WRITTEN TASK. Extract every line of the rows that contains the word "black".

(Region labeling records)
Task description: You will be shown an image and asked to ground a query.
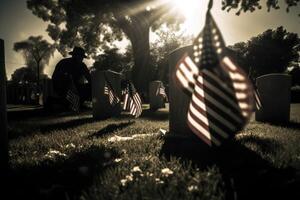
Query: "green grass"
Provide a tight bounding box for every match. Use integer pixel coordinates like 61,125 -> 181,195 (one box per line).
6,104 -> 300,200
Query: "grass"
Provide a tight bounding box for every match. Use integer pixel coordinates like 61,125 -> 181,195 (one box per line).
4,104 -> 300,200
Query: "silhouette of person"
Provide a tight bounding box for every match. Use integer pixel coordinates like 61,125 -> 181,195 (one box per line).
52,46 -> 91,107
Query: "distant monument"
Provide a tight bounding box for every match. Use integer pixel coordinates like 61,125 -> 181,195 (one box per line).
255,74 -> 292,123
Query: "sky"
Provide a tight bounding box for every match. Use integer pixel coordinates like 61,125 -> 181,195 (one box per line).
0,0 -> 300,79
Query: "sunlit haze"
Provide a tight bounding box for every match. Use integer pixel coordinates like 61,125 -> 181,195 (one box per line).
0,0 -> 300,78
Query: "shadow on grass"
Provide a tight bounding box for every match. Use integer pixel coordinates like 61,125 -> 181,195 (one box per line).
239,135 -> 283,155
8,117 -> 96,139
1,146 -> 118,200
161,136 -> 300,200
141,109 -> 169,121
89,121 -> 135,137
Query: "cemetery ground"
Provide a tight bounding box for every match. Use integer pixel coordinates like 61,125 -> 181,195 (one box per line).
1,104 -> 300,200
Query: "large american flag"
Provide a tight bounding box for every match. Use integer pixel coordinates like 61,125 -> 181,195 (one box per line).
156,83 -> 168,101
104,82 -> 120,106
175,10 -> 254,146
123,82 -> 142,118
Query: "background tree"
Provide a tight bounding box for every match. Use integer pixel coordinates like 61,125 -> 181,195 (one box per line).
150,26 -> 193,84
14,36 -> 55,88
27,0 -> 299,90
93,48 -> 131,72
230,27 -> 300,79
11,66 -> 37,84
27,0 -> 184,89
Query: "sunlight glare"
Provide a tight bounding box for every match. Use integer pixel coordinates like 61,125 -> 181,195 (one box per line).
171,0 -> 208,35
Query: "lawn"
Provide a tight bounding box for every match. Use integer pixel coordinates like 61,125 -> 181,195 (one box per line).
4,104 -> 300,200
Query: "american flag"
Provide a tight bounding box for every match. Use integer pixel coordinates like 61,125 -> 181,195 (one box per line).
104,82 -> 120,106
66,85 -> 80,112
175,10 -> 254,146
123,82 -> 142,118
156,83 -> 168,101
254,88 -> 262,110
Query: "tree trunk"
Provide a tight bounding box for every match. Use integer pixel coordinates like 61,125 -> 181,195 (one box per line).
0,39 -> 8,170
131,27 -> 152,91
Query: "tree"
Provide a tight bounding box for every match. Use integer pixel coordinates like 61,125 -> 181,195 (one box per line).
14,36 -> 55,86
222,0 -> 299,15
231,27 -> 300,78
150,26 -> 193,83
27,0 -> 184,89
93,48 -> 131,72
27,0 -> 298,90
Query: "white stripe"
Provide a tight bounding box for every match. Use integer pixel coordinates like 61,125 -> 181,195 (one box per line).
190,101 -> 230,138
176,70 -> 193,93
179,63 -> 195,84
203,69 -> 234,95
239,102 -> 249,110
229,72 -> 246,81
123,93 -> 129,110
188,113 -> 221,146
223,56 -> 237,71
242,111 -> 249,117
184,56 -> 199,75
190,100 -> 209,126
233,83 -> 248,90
192,91 -> 241,130
192,85 -> 241,124
235,92 -> 247,100
198,76 -> 238,109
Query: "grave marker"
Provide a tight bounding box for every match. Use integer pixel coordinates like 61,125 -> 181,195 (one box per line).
149,81 -> 165,110
162,46 -> 212,159
91,70 -> 121,119
255,74 -> 291,123
0,39 -> 8,171
169,46 -> 194,136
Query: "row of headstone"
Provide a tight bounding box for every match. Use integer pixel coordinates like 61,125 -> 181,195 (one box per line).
255,74 -> 292,123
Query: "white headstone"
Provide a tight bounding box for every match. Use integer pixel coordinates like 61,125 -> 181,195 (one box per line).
149,81 -> 165,110
91,70 -> 121,119
255,74 -> 291,123
169,46 -> 193,136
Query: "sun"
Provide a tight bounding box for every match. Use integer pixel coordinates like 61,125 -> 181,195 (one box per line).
170,0 -> 208,35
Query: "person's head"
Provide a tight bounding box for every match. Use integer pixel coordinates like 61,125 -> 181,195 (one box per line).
69,47 -> 87,62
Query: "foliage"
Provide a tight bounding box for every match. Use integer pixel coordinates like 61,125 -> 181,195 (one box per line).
150,26 -> 193,83
27,0 -> 298,90
93,48 -> 131,72
14,36 -> 55,76
230,27 -> 300,78
222,0 -> 299,15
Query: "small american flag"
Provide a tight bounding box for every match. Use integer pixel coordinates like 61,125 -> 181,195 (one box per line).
104,82 -> 120,106
123,82 -> 142,118
66,87 -> 80,112
156,83 -> 168,101
175,4 -> 254,146
254,88 -> 262,110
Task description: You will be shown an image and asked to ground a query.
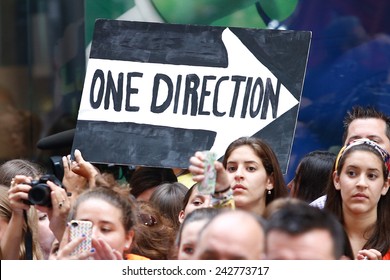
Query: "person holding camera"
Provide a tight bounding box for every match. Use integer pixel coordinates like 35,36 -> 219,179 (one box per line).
1,175 -> 71,259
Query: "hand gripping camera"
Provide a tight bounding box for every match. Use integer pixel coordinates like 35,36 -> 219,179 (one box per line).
27,174 -> 64,207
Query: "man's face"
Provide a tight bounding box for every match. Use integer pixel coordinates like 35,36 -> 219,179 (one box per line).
344,118 -> 390,153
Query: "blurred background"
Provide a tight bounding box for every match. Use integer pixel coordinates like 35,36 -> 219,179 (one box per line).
0,0 -> 390,181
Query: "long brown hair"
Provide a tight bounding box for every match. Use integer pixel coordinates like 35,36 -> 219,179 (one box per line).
325,144 -> 390,255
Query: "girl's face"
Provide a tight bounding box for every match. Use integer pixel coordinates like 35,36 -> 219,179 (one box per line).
177,220 -> 207,260
333,151 -> 389,214
226,145 -> 273,214
75,198 -> 133,253
179,187 -> 211,223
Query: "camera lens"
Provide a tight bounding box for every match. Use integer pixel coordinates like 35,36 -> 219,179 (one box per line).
28,184 -> 51,206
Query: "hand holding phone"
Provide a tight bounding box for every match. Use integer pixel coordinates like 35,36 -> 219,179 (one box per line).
70,220 -> 93,255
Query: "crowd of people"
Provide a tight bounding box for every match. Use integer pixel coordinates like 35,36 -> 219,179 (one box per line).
0,106 -> 390,260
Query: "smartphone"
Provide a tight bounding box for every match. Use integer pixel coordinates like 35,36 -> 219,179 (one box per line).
70,220 -> 92,255
198,151 -> 217,194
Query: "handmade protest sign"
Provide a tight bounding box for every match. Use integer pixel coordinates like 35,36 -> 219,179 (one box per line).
72,19 -> 311,172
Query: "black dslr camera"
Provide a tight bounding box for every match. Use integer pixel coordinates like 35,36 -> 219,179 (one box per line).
27,174 -> 64,207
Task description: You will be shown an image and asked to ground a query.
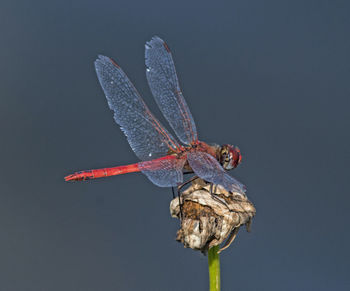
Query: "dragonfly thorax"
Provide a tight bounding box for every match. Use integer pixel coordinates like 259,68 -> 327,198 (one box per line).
219,144 -> 242,170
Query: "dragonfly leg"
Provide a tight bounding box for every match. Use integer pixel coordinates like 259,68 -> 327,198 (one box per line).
177,176 -> 198,221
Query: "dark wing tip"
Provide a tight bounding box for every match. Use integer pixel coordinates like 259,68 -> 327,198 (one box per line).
145,35 -> 170,53
95,55 -> 120,69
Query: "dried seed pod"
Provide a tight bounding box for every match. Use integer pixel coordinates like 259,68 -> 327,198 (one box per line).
170,179 -> 256,253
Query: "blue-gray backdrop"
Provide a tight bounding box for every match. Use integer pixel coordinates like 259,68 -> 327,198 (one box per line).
0,0 -> 350,291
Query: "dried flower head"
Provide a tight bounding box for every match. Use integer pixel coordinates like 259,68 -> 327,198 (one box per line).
170,179 -> 256,253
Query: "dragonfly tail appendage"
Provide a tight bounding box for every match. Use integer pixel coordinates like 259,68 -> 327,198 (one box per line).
64,163 -> 140,181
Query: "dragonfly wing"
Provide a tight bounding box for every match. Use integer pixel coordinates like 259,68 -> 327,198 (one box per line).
95,56 -> 179,161
145,36 -> 197,144
187,152 -> 245,194
138,156 -> 186,187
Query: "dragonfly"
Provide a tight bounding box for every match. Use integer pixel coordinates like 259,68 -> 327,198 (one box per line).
65,36 -> 246,195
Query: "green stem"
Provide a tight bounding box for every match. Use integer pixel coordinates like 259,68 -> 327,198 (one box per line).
208,246 -> 220,291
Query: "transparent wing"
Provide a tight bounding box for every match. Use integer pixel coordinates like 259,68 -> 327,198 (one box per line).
187,152 -> 245,194
145,36 -> 197,144
138,156 -> 186,187
95,56 -> 179,161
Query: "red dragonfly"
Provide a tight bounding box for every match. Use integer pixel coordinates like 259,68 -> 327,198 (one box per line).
65,36 -> 245,194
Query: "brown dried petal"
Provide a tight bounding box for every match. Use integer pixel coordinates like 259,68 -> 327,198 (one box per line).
170,179 -> 256,252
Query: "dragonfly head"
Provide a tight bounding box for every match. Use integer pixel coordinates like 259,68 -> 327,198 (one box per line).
219,144 -> 242,170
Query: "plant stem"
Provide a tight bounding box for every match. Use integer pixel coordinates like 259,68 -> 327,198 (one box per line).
208,246 -> 220,291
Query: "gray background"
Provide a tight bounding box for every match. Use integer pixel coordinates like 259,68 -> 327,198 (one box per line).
0,0 -> 350,291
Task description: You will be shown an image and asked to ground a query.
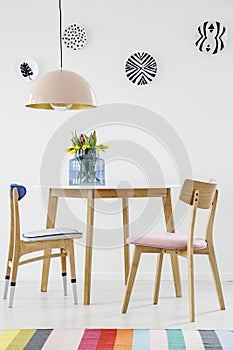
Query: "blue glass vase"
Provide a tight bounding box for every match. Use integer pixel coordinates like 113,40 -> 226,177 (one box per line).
69,148 -> 105,186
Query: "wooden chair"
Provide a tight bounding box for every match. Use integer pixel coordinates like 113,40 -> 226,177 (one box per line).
3,184 -> 82,308
122,179 -> 225,322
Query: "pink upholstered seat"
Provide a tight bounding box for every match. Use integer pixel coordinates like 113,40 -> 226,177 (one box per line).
127,232 -> 207,250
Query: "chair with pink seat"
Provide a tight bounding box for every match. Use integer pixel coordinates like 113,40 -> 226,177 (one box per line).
122,179 -> 225,322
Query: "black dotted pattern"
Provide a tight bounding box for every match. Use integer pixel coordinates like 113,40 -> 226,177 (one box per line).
62,24 -> 87,50
195,21 -> 226,55
125,52 -> 157,85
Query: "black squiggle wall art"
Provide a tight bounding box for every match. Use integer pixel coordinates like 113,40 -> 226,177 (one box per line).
195,21 -> 226,55
62,24 -> 87,50
125,52 -> 157,85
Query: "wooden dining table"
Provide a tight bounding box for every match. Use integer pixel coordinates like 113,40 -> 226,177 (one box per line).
41,186 -> 181,305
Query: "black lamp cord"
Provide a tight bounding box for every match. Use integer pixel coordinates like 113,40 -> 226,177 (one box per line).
59,0 -> 62,70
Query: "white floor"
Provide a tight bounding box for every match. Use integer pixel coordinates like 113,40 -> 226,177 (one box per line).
0,281 -> 233,329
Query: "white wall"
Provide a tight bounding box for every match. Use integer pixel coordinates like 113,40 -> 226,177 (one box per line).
0,0 -> 233,280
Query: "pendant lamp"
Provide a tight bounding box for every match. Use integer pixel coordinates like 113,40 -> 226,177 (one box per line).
25,0 -> 96,111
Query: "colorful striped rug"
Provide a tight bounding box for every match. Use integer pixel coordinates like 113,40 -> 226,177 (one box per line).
0,329 -> 233,350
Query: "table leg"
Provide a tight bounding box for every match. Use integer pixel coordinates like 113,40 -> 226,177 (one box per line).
41,190 -> 58,292
163,188 -> 182,297
84,190 -> 94,305
122,198 -> 129,285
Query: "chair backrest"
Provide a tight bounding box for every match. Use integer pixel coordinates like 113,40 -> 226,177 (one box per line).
180,179 -> 217,209
10,184 -> 27,244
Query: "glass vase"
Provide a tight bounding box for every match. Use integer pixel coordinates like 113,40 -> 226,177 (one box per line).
69,148 -> 105,185
69,153 -> 80,186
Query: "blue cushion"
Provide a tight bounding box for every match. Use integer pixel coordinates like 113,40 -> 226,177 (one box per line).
10,184 -> 27,201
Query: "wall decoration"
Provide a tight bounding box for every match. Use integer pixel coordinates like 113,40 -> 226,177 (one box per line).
15,58 -> 39,82
125,52 -> 157,85
195,21 -> 226,55
62,24 -> 87,50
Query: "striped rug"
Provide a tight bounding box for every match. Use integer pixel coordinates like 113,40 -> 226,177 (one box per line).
0,329 -> 233,350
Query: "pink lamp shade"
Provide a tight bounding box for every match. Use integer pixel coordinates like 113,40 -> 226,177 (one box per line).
26,70 -> 96,110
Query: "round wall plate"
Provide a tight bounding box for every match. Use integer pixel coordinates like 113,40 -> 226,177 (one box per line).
125,51 -> 157,85
195,21 -> 227,55
62,24 -> 87,50
14,57 -> 39,82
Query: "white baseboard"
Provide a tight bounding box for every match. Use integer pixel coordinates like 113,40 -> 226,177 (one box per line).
0,272 -> 233,282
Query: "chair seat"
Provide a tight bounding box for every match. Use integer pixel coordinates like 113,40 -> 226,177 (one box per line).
127,232 -> 207,250
22,227 -> 83,242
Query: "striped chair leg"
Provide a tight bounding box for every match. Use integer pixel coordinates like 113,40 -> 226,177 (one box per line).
62,272 -> 67,297
8,282 -> 16,308
71,278 -> 78,305
3,276 -> 10,299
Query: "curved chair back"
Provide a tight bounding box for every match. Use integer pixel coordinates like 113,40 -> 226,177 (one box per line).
180,179 -> 217,209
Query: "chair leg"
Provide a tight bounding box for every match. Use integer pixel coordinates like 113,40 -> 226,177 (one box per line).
8,254 -> 19,308
3,275 -> 10,299
41,249 -> 51,292
209,248 -> 225,310
188,254 -> 195,322
3,242 -> 13,299
61,248 -> 67,296
68,241 -> 78,305
170,254 -> 182,298
121,246 -> 141,314
154,253 -> 163,304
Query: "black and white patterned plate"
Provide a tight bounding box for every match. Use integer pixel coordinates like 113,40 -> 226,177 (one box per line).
62,24 -> 87,50
125,51 -> 157,85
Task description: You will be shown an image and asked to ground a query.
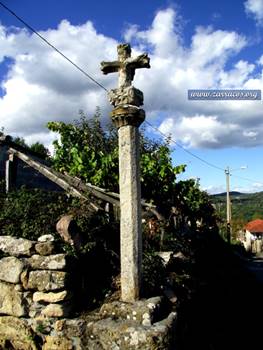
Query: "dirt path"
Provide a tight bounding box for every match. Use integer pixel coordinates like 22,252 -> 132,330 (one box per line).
179,255 -> 263,350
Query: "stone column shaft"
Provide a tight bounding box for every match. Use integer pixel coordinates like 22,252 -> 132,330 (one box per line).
118,125 -> 142,302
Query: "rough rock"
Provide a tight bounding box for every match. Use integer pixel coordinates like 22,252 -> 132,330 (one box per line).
0,282 -> 28,317
41,304 -> 71,317
33,290 -> 71,303
37,234 -> 55,242
0,316 -> 37,350
0,256 -> 25,283
56,215 -> 81,249
54,318 -> 86,338
42,336 -> 74,350
28,254 -> 66,270
35,242 -> 55,255
0,236 -> 35,256
27,270 -> 67,291
87,313 -> 177,350
100,297 -> 164,326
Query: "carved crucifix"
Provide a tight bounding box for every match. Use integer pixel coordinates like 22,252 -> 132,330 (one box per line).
101,44 -> 150,302
101,44 -> 150,88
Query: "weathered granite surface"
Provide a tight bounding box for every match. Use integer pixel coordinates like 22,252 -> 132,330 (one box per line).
0,236 -> 35,256
27,270 -> 67,292
0,316 -> 38,350
27,254 -> 66,270
0,256 -> 25,283
0,282 -> 28,317
33,290 -> 71,303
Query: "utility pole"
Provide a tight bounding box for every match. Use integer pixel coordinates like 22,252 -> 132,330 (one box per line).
225,167 -> 231,244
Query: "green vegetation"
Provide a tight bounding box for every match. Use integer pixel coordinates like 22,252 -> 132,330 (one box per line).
0,110 -> 221,308
211,192 -> 263,238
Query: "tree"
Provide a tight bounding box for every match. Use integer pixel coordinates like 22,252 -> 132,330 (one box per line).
48,109 -> 217,227
12,136 -> 50,159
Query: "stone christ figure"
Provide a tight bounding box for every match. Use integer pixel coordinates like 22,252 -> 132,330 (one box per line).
101,44 -> 150,88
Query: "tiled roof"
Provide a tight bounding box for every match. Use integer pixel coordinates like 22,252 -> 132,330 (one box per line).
245,219 -> 263,234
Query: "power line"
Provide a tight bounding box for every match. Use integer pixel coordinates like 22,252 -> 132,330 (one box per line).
0,1 -> 108,92
145,120 -> 263,184
145,120 -> 225,171
0,1 -> 261,187
230,170 -> 263,185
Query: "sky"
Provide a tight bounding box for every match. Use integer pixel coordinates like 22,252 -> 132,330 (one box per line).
0,0 -> 263,193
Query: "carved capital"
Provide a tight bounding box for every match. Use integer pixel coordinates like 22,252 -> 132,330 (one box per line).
110,105 -> 145,129
108,86 -> 143,107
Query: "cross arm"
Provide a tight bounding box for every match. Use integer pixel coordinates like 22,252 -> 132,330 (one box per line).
100,61 -> 120,74
128,53 -> 151,69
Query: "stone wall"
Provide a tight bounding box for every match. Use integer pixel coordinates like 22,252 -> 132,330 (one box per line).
0,235 -> 177,350
0,235 -> 72,317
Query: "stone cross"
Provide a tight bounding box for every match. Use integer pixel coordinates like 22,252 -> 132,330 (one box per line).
101,44 -> 150,302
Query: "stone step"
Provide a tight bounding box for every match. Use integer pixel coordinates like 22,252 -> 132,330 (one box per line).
86,312 -> 177,350
99,296 -> 169,326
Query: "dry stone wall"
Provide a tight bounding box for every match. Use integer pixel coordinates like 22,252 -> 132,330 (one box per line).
0,235 -> 177,350
0,235 -> 72,317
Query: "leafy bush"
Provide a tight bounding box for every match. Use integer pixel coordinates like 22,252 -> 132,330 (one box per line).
0,187 -> 71,240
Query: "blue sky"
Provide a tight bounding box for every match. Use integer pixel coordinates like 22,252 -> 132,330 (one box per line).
0,0 -> 263,193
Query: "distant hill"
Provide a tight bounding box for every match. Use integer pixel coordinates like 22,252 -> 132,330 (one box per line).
211,191 -> 247,197
210,191 -> 263,223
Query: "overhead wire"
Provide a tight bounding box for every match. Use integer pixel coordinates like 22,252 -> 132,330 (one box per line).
0,1 -> 108,92
0,1 -> 260,187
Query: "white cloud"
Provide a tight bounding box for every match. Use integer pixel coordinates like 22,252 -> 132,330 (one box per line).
244,0 -> 263,25
0,8 -> 263,148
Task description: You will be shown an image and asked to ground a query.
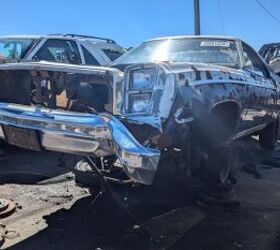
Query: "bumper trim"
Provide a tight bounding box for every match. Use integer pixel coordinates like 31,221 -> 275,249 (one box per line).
0,103 -> 160,185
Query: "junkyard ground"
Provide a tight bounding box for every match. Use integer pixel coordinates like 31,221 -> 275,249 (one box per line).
0,139 -> 280,250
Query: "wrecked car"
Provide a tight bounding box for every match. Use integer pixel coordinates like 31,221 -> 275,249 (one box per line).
0,34 -> 126,66
0,36 -> 279,188
259,43 -> 280,76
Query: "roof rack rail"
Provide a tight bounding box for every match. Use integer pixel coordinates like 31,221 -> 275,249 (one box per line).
49,33 -> 116,44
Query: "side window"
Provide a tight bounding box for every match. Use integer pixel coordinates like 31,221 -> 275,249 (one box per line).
103,49 -> 123,62
33,39 -> 81,64
242,42 -> 269,78
81,45 -> 100,66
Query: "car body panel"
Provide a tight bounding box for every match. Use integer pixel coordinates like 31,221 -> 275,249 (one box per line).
0,37 -> 279,184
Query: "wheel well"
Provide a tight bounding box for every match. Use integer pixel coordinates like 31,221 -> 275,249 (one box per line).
209,101 -> 241,141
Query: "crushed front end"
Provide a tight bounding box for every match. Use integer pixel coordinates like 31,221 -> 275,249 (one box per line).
0,103 -> 160,184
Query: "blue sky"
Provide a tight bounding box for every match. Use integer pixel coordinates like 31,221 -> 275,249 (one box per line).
0,0 -> 280,49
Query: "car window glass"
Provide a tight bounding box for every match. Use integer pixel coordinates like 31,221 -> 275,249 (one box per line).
102,49 -> 123,62
0,38 -> 34,59
81,45 -> 100,65
33,39 -> 81,64
242,43 -> 268,77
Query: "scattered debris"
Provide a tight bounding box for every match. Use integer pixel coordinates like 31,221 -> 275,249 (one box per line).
0,199 -> 16,218
3,229 -> 20,240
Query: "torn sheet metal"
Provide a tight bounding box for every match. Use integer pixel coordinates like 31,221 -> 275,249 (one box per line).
0,103 -> 160,184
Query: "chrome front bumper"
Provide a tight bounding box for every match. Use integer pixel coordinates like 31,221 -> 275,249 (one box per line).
0,103 -> 160,185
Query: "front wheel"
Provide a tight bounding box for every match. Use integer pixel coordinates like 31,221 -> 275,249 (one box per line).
259,117 -> 279,151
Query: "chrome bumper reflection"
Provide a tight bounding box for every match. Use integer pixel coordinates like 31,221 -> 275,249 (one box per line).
0,103 -> 160,185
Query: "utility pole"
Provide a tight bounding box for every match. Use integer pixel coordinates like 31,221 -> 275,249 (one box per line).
193,0 -> 200,35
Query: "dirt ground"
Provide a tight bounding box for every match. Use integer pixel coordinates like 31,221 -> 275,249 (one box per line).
0,139 -> 280,250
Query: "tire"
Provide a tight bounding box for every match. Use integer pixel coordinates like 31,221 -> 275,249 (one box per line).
259,117 -> 279,151
204,146 -> 232,185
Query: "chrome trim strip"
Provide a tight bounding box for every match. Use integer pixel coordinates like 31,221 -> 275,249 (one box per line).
0,103 -> 160,185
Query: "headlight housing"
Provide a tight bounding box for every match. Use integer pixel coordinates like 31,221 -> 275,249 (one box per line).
125,67 -> 157,114
129,93 -> 151,113
129,68 -> 156,91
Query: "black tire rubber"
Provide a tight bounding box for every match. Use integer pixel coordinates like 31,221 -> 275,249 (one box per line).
204,145 -> 232,185
259,117 -> 279,151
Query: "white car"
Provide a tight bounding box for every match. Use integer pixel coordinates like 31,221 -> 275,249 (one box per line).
0,34 -> 126,66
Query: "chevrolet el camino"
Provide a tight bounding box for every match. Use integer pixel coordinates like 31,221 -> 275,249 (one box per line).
0,36 -> 279,185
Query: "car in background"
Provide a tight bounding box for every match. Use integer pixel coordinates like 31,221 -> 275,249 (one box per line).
259,43 -> 280,76
0,36 -> 279,190
0,34 -> 126,66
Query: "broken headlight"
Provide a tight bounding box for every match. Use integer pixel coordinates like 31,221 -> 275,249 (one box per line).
129,93 -> 151,113
129,68 -> 156,91
126,67 -> 157,114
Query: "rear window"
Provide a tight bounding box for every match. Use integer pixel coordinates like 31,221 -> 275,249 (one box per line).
0,38 -> 35,60
81,45 -> 100,66
102,49 -> 124,61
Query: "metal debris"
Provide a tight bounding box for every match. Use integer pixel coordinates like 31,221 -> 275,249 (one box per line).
0,199 -> 16,218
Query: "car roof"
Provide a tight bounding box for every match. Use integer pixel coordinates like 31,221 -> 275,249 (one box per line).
0,33 -> 119,46
148,35 -> 241,42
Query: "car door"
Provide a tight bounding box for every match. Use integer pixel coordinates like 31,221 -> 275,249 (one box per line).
241,42 -> 276,129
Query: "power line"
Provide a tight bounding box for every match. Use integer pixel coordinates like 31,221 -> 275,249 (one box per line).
256,0 -> 280,24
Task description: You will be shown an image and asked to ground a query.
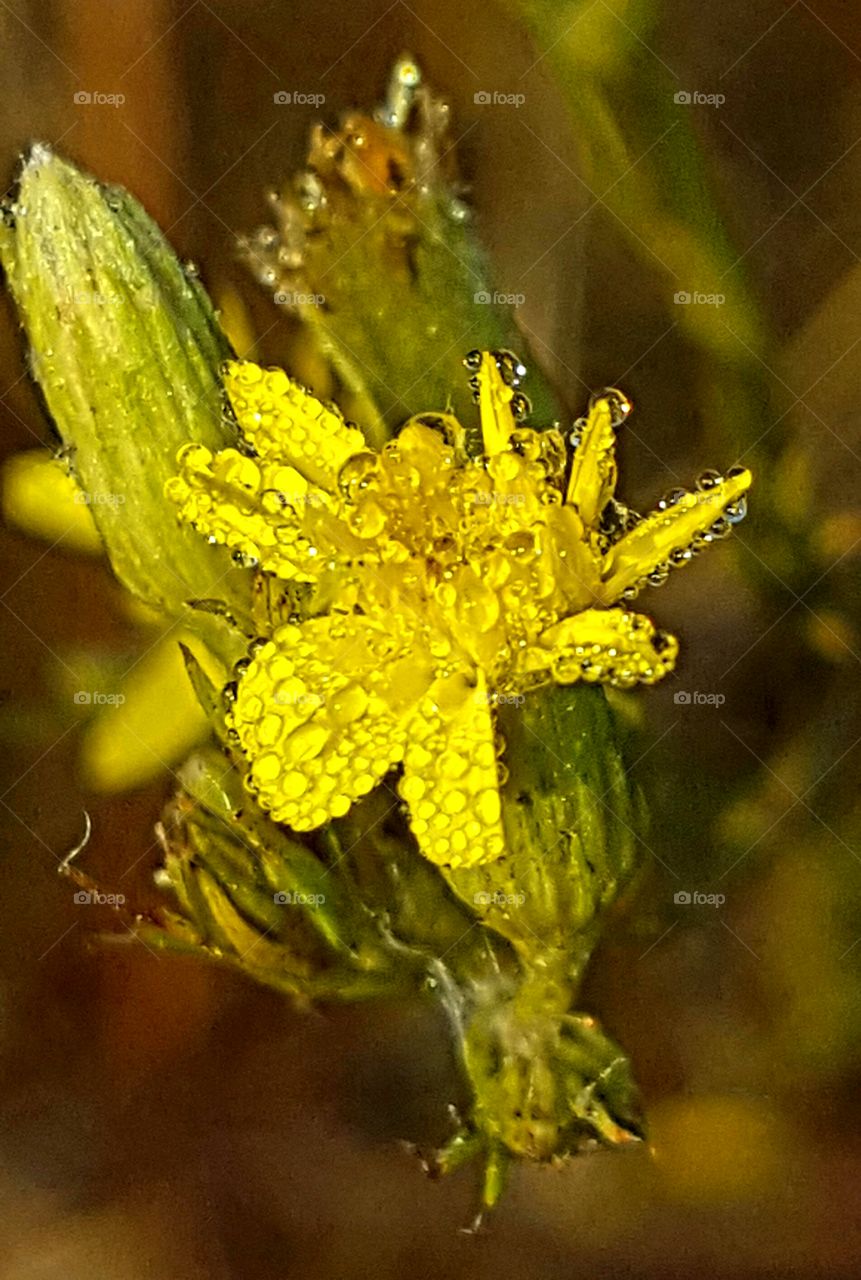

FINAL ANSWER.
Query: "black dslr camera"
Query: "black dotted pattern"
Query: "black squiggle wall art"
Query: "black lamp cord"
Query: "black and white patterned plate"
Query: "black tire rubber"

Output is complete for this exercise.